> Given request 1
Transcribe the portion of the wall-texture thread that opens with the words containing "I ran across" and closes with "updated their house.".
> Given request 2
Pick up the wall-texture thread after its last sentence and carry it forward.

> Source document
______
# Help with texture



## asmith (Aug 11, 2010)

I did a patch job on an older apartment building, and am having no luck matching this texture exactly. Looks pretty simple but isn't turning out that way! I don't have much texture experience, can anyone offer any suggestions?

When I shrank the size to post these it really affected the visibility of the texture. I'm going to try tonight to get some better ones of the overall texture and will post as soon as I can. 

And if anyone REALLY wants to help, let me know and I can email the full size pics!


----------



## DSJOHN (Apr 5, 2010)

kinda looks like an areola


----------



## D's (Jan 15, 2009)

I shaved my nutsack once, kinda looked like that up close.

but seriously, hard to tell without scale but looks like a coarse sand, or small aggregate with many coats of paint. I got decent results doing patchwork with sand from a golf course bunker mixed with thin mud and applied with masonry brush.

good luck,
D's


----------



## Bevelation (Dec 20, 2008)

Looks like popcorn with 30 coats of paint.


----------



## Checkers (Jun 25, 2010)

I'll agree that it looks like sand mixed in with paint!


----------



## rhardman (Jul 7, 2009)

*I think its...*

It looks like a light dobber plaster texture with million coats of paint.

I ran across something similar once. The paint was some sort of industrial epoxy that other contractors had tried to skim over but it fell off. I ended up rolling a bonding agent (elmers glue) over it which held my skim coat and knockdown texture. The owners loved it as the knockdown updated their house.

You might want to approach it that way.

If you have to match the existing, email me ([email protected]) and we can give it a go. My first suggestion would be to buy a plasters float (green or white foam), mix up some hot mud (70% AP 30% Hot Mud) with 3 double hand fulls of river sand from HD and lightly dip and dab it onto some sheetrock scraps. The mixture won't set completely solid so before it totally dries, roll some very thin AP over the entire area. The trick will be getting the thin AP the right consistency. Too thin will leave sharp texture edges. Too thick will leave roller marks. Oh, also use a long knapp (sp?) roller.
______
> Record set
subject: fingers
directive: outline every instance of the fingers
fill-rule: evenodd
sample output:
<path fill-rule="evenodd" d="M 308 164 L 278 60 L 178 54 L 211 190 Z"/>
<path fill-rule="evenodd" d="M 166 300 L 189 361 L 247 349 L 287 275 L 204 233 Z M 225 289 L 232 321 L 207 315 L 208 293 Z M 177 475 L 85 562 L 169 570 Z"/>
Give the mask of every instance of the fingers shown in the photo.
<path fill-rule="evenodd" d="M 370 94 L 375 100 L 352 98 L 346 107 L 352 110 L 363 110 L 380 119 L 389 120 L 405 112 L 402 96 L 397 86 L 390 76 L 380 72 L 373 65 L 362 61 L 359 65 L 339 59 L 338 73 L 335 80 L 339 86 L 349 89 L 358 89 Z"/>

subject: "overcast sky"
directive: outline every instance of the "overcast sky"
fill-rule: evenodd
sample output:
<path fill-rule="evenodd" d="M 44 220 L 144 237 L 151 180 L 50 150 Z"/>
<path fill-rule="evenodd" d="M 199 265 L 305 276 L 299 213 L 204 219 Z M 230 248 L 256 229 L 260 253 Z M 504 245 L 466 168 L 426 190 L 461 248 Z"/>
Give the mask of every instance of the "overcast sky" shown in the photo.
______
> Task output 1
I ran across something similar once. The paint was some sort of industrial epoxy that other contractors had tried to skim over but it fell off. I ended up rolling a bonding agent (elmers glue) over it which held my skim coat and knockdown texture. The owners loved it as the knockdown updated their house.

> Task output 2
"D's" answer looks pretty good too....* "got decent results doing patchwork with sand from a golf course bunker mixed with thin mud and applied with masonry brush."* 

Rick
If at all possible, always go corner to corner with an attempt at matching something. It's more difficult to detect an inconsistency that way.


----------



## asmith (Aug 11, 2010)

*Thanks*

Thanks everyone for the suggestions. I'm pretty sure you're all right about the sand with a million coats of paint. The place is pretty old.

I can't seem to get it to show in these pics but the sand seems to be applied in a way that it isn't evenly spread across the wall, but maybe just dabbed on in places? Well anyway, the place is a rental so doesn't need to be perfect. Pretty good should be just fine. However I am starting to get a little obsessed with getting this to look right.

And thanks Rick, I'm going to try your suggestion and see how it goes.

Oh and I attached another pic but don't really think its much better.


----------



## DSJOHN (Apr 5, 2010)

Buy some sand stipple paint add some medium texture to it and some mud and paint all together until pancake batter consistency then apply --I agree with Rick--looks like plaster sand float texture and 100 coats of paint.


----------



## asmith (Aug 11, 2010)

*Thanks Everyone!*

Well, I tried just as Rick described and it worked like a charm. It looked absolutely perfect, can't thank you all enough for the great advice! Sorry that it took me forever to post this, I meant to attach the after pic but just can't seem to remember to download it off my camera.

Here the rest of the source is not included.